The problem: Recast every line of the entries below as a numbered list, leaving out any blank lines.

(Items from a data source)
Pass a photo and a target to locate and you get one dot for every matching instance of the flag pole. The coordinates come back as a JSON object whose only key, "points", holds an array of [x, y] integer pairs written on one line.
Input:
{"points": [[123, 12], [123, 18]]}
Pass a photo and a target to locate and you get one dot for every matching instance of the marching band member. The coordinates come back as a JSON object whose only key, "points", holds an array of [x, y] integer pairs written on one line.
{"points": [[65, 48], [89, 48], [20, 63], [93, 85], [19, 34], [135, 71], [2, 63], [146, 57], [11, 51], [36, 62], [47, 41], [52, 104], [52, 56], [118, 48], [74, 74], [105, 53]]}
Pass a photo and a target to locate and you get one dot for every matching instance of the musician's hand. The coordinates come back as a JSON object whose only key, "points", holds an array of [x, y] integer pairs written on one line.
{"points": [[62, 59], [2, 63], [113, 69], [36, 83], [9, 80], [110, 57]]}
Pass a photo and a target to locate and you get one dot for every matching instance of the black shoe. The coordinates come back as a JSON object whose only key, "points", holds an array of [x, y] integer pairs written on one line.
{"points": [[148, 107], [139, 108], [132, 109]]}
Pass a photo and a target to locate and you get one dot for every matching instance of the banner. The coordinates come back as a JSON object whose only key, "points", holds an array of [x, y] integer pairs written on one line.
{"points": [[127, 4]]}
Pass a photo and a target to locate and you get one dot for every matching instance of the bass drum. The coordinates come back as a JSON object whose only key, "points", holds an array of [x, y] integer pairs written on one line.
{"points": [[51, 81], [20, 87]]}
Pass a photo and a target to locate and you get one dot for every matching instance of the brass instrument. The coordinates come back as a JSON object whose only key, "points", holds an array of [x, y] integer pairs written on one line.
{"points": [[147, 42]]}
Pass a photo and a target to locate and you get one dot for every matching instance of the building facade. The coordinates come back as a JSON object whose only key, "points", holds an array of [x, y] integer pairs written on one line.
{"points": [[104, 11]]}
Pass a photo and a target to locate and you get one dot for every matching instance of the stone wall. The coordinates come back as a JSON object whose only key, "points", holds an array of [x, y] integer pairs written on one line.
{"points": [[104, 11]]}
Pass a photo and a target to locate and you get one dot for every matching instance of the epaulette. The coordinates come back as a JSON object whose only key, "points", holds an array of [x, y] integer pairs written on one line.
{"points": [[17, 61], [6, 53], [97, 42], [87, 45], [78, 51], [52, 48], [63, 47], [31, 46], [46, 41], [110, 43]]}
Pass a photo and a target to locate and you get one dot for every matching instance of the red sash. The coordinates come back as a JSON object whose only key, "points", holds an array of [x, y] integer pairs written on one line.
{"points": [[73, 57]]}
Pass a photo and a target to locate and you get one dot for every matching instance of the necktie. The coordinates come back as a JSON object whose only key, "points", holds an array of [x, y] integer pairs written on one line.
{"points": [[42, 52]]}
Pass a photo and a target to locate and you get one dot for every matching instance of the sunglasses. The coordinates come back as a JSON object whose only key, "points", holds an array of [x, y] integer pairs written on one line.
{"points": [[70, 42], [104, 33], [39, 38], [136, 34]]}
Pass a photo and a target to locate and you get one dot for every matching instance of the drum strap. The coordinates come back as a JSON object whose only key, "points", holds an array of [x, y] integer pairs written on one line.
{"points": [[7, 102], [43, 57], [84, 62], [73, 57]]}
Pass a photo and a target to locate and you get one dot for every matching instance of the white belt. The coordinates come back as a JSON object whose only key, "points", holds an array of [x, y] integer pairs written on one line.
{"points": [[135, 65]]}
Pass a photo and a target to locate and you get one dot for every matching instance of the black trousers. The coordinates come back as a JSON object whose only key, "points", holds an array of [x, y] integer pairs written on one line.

The completed task:
1. Pass a photo and a target to locate and you get one dot for every matching instance of the flag pole. The coordinates come back as a JSON object whose only key, "points", holds an array of [x, y] integer pairs written on one line.
2. Input:
3. {"points": [[123, 12], [123, 18]]}
4. Pass a photo and a target to locate and you get one dot for every matching instance of the marching band member. The coordinates come back as a JSON object whose only key, "points", holds an array of [x, y] integer pairs written on one line.
5. {"points": [[65, 48], [89, 48], [20, 63], [93, 85], [19, 34], [135, 71], [2, 63], [146, 57], [11, 51], [36, 62], [47, 41], [52, 104], [52, 56], [118, 48], [74, 74], [105, 53]]}
6. Pass a photo and a target to locate and you get one dot for every matching instance of the musician's hand. The coordinates come back as a JSON object whose only key, "points", holds an array of [x, y] integer pairs written on one line.
7. {"points": [[62, 59], [2, 63], [113, 69], [36, 83], [9, 80], [110, 57]]}
8. Pass a photo and a target to locate and you get one dot for every matching instance of the black shoe. The coordinates come back as a JSON object whose only key, "points", holds an array of [x, y] integer pairs written on one line.
9. {"points": [[148, 107], [139, 108], [132, 109]]}
10. Pass a photo and a target to locate and you get one dot for every matching instance of the banner. The coordinates come back as a JSON object whose only key, "points", holds an array of [x, y] integer pairs written on one line.
11. {"points": [[127, 4]]}
12. Pass a photo and a target to locate and you get one dot for every matching instance of the bass drum. The coordinates come back as a JSON object whose only key, "points", holds an array of [x, y] integer pairs written on one line.
13. {"points": [[51, 81], [20, 87]]}
14. Pass a photo and a target to locate and you get one dot for every matching instance of the brass instrument. The coordinates come back as a JSON object whose only key, "points", holds an array of [x, y] integer pairs written on one line.
15. {"points": [[147, 42]]}
16. Pass a photo and a target to locate and you get one dot for every matching instance of the building facade. The coordinates come back as a JSON object whose only key, "points", holds an array of [x, y] integer pairs written on one line.
17. {"points": [[104, 11]]}
18. Pass a photo and a target to locate and you get one dot for every matching instance of the stone wall. The coordinates come back as a JSON object whose only key, "points", holds an array of [x, y] integer pairs written on one line.
19. {"points": [[104, 11]]}
20. Pass a photo and a target to locate and you get one dot for every matching instance of the epaulette. The coordinates come back as a JSON object whose only key, "points", holds an array of [x, y] integer pairs written on one line.
21. {"points": [[17, 61], [6, 53], [97, 42], [87, 45], [78, 51], [52, 48], [63, 47], [31, 46], [46, 41], [110, 43]]}
22. Pass a photo and a target to locate and you get one dot for every matching instance of the red sash. The coordinates come back as a JSON object whose only key, "points", holds an array of [x, y] integer pairs written on one line.
23. {"points": [[73, 57]]}
24. Pass a photo and a target to locate and you get one dot for every matching instance of the necktie. The coordinates come back as a JSON object whose only key, "points", holds an array of [x, y] integer pairs written on one line.
25. {"points": [[42, 52]]}
26. Pass a photo and a target to locate and you get one dot for every matching instance of the sunglasses. The coordinates come back as a JSON object whose only key, "points", holds an array of [x, y] integer pairs written on one line.
27. {"points": [[70, 42], [104, 33], [39, 38], [136, 34]]}
28. Pass a photo and a target to locate and you get one dot for every matching instance of the drum strap. The coordinates come back as a JSON object whose only key, "points", holds an array of [x, y] integer pairs written on one line.
29. {"points": [[7, 102], [43, 57], [84, 62], [73, 57]]}
30. Pass a photo and a target to locate and you get one dot for every matching instance of the white belt. The coordinates come back as a JSON object whose only key, "points", holds an array of [x, y] integer pairs written on one line.
31. {"points": [[135, 65]]}
32. Pass a photo and a target to locate and you get one dot for every matching instance of the black trousers. The coordinates come back as a JSON object whose only key, "points", holds an array of [x, y] integer pairs written on one line.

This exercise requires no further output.